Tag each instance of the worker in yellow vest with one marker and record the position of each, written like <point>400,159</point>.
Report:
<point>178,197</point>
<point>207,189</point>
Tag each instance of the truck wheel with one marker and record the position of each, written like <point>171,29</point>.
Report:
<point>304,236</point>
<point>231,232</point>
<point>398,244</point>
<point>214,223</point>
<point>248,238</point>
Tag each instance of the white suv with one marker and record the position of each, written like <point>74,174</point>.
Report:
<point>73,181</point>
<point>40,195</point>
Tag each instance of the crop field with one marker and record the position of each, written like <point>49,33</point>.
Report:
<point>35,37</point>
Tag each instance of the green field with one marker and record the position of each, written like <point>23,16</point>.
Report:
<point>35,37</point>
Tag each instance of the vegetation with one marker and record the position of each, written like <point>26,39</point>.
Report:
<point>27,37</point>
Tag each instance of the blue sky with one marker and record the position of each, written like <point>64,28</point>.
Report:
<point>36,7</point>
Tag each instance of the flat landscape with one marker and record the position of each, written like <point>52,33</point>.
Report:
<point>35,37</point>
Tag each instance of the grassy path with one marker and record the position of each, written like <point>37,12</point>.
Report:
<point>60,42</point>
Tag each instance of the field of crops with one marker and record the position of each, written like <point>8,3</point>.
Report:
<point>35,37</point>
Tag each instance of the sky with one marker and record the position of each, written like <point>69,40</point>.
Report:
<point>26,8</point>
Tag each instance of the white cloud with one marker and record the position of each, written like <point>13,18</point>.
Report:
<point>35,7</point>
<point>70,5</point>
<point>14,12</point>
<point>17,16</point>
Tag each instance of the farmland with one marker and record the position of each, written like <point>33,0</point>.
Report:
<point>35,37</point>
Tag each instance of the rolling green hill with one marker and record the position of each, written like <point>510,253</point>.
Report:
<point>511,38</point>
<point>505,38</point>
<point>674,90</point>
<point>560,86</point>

────────────────

Recast the entries as a numbered list with blank lines omitted, starting with the line that contains "Tag each instance of the white suv" and going on through the end of the entries.

1. Tag each instance of the white suv with one marker and record the position of each, written like <point>74,174</point>.
2. Report:
3. <point>73,181</point>
4. <point>40,195</point>
5. Tag each instance of the crop field with one marker and record the position of each, written like <point>49,33</point>.
6. Report:
7. <point>35,37</point>
8. Tag each instance of the green field with one marker and record the position of each, written like <point>23,16</point>.
9. Report:
10. <point>35,37</point>
11. Tag each instance of the vegetation with one marker and record the position of each, written like <point>26,39</point>.
12. Report:
13. <point>27,37</point>
14. Tag each instance of the blue sky with one marker and record the position of each, written like <point>64,28</point>.
15. Report:
16. <point>36,7</point>
17. Tag each instance of the flat landscape with one marker and record the position of each, written like <point>52,33</point>.
18. Report:
19. <point>35,37</point>
20. Tag each instance of the grassy path with one marker and record the position of each, written like <point>37,12</point>.
21. Report:
22. <point>60,42</point>
23. Tag each instance of the field of crops with one marker and record the position of each, written like <point>8,3</point>.
24. Report:
25. <point>35,37</point>
26. Tag each instance of the sky with one marker and record the position of each, written like <point>69,40</point>.
27. Report:
28. <point>26,8</point>
29. Tag each instance of the white cloud with one marker and record the position of each, written like <point>13,18</point>.
30. Report:
31. <point>35,7</point>
32. <point>70,5</point>
33. <point>14,12</point>
34. <point>17,16</point>
35. Tag each instance of the farmland with one marker and record the position of each, written like <point>33,0</point>.
36. Report:
37. <point>35,37</point>
38. Tag each instance of the rolling green hill with one marker and record the position of each, written like <point>510,253</point>.
39. Report:
40. <point>511,38</point>
41. <point>505,38</point>
42. <point>674,90</point>
43. <point>560,86</point>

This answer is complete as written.